▶ _DESAFIO 1_: Segundo o texto sobre o filme Pureza, quem dirigiu esse filme?
▶ _DESAFIO 2_: Prossiga com o texto sobre o filme Pureza a partir da última frase apresentada.

##### SEÇÃO DE TEXTO

Os participantes do 3º Encontro deste primeiro semestre de 2021, do Curso de Extensão em Filosofia, Literatura e Cinema, promovido pela Apug em parceria com os cursos de Direito, Psicologia, Educação Física, Letras e Pedagogia da Universidade Unirg, debateram o tema Trabalho Escravo na Região Norte do Brasil, tendo como referência o filme Pureza, produzido em 2019 e dirigido por Renato Barbieri.
Ainda que não tenha sido lançado oficialmente, o filme suscita uma realidade latente vivida nas áreas rurais dominadas pelos latifundiários, desnudando a realidade do campo brasileiro, denunciando as atrocidades cometidas sem que a maioria da população brasileira saiba do verdadeiro massacre e regime escravagista vivenciado em nossa contemporaneidade, muitas vezes com a conivência dos políticos, que dominam as regiões agrárias dos rincões brasileiros e usam a atuação política para camuflar os reais interesses, aumentando ainda mais a violência e o das violações dos trabalhadores rurais, embora tenhamos também a escravidão contemporânea nas grandes metrópoles brasileiras.

##########
##### LISTA DE REGISTROS

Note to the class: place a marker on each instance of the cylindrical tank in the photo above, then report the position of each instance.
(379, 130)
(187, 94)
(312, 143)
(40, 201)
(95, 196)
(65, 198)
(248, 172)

##########

▶ _RESPOSTA DA TAREFA 1_: Renato Barbieri.

▶ _RESPOSTA DA TAREFA 2_:
De acordo com a sinopse do filme, o “Longa-metragem inspirado na história de Pureza Loyola, uma mãe que, após seis meses sem notícias do seu filho Abel, sai de Bacabal (Maranhão) para procurá-lo, com a roupa do corpo e poucas economias dentro da bolsa. Abel havia partido para o garimpo no sul do Pará. Ela refaz o caminho do filho e acaba encontrando um sistema de aliciamento e de cárcere de trabalhadores rurais, que os coloca em uma situação de escravidão. Pureza, esperando encontrar Abel, se emprega numa das fazendas, onde testemunha o tratamento brutal de trabalhadores e o desmatamento florestal. Escapa e denuncia os fatos às autoridades federais. Sem credibilidade e lutando contra um sistema perverso, ela retorna à floresta para coletar provas do que relatou em Brasília. Depois de anos, encontra seu filho e suas denúncias desencadeiam um processo de mobilização do Estado brasileiro que liberta milhares de trabalhadores da situação da ‘escravidão moderna’ ou ‘escravidão por endividamento’.”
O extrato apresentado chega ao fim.